- Условие задания 1:
Ответьте по фрагменту документа ниже:
(а) Что король одобряет в связи с хирургом?
(б) Уступить какие два города царица, по мнению адресата, не согласится?
(в) На депешу от какого числа отвечает министр в письме из Версаля?

- Фрагмент документа:

▬▬▬

Я тем не менее убежден, что Франции возможно установить торговлю с Россиею, очень выгодную для тои и другой, и независимо от записки, обещанной вам г. Бестужевым, я скоро буду в состоянии послать вам другую, весьма пространную касательно этого предмета; но повторяю вам, прежде всего необходимо покончить дела Швеции, а до тех пор все дальнейшие виды (vuеs ulteriеurеs) приостановлены.

Я полагаю, что уже сообщал вам, что король одобряет подарок, который вы предполагаете сделать хирургу: он всю интригу вел за одно с вами и как [539] кажется, сохранил полную доверенность к себе своей государыни.

Равномерно одобрит его величество, что вы старались заискать в г. Бестужеве (а gаgnеr M. dе Веstоugеff), но как вероятно предмет значителен (mаis соmmе l’оbjеt еst vrаisеmblаblеmеnt еst соnsiderаblе), то его величество желал бы, прежде окончательного решения, знать до чего дойдет дело (sаvоir dе quоi il sеrаit quеstiоn)? Не думаете ли вы, что пенсион привяжет его к нам вернее, чем деньги, единовременно уплаченные?

11 Февраля, Версаль. Министр маркизу Де-ла-Шетарди, в ответ на депешу от 13 января.

Я усматриваю, что вы не только не предвидите возможности убедить царицу к уступке Выборга и Кексгольма, но и не говорите, какое другое пожертвование согласилась бы она сделать. Это оставляет нас в том же неведении, и каком мы были, и не дает никаких разъяснений для начатия малейших переговоров с Швецией. Так как царица желает мира и предстательства короля, то надобно, чтобы она доставила ему возможность употребить это предстательство, объяснив условия, которые намерена предложить, и избрав какую-нибудь определительную точку, на которой можно было бы утвердиться и которая послужила бы основанием для переговоров. Если г. Ланмари вам кажется слишком пристрастным к Швеции, то вы кажетесь также, несколько предубежденным в пользу России. Вы бы могли однако размыслить, что если шведы не довольно сильны сами по себе, то пособия, которые король решился и даже обязан им оказывать, будут более, чем достаточны, чтобы сделать [540] их страшными своим соседям, и что польза царицы требует не вынуждать его величество к исполнению своих обязательств во всем их пространстве...

▬▬▬

- Рабочие данные:
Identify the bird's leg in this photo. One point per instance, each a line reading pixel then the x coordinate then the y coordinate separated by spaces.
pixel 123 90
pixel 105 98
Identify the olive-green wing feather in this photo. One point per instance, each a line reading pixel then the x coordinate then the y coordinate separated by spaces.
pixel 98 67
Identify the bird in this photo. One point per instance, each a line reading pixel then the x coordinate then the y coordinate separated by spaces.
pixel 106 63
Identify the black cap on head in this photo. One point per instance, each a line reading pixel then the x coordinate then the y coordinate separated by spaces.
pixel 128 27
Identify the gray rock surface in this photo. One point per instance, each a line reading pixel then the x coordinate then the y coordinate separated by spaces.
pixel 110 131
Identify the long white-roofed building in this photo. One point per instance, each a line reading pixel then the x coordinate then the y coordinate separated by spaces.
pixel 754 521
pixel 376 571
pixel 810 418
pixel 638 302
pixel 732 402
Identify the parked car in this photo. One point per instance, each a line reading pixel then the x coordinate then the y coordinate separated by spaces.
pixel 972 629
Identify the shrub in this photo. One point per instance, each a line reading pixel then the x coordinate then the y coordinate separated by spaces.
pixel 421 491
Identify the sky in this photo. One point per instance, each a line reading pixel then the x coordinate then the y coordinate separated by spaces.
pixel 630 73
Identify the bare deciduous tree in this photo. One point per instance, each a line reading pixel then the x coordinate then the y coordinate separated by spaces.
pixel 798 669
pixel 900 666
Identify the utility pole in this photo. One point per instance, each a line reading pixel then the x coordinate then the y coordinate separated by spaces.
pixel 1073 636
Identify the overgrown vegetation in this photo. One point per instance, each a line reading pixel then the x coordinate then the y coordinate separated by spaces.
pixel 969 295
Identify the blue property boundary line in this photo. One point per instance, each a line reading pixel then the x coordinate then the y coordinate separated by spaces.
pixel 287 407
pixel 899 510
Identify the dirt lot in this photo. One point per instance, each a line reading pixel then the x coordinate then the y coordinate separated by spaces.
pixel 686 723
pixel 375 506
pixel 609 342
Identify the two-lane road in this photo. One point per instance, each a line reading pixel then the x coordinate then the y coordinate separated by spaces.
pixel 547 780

▬▬▬

- Условие задания 2:
Отредактируйте строки рабочих данных. Начните со строки, где есть "Identify the bird in", закончите строкой с "pixel 106 63", замените в них "bird" на "animal", остальное оставьте без изменений и выведите только эти строки.

- Полный ответ 1:
(а) Подарок, который адресат предполагает сделать хирургу.
(б) Выборг и Кексгольм.
(в) От 13 января.

- Полный ответ 2:
Identify the animal in this photo. One point per instance, each a line reading pixel then the x coordinate then the y coordinate separated by spaces.
pixel 106 63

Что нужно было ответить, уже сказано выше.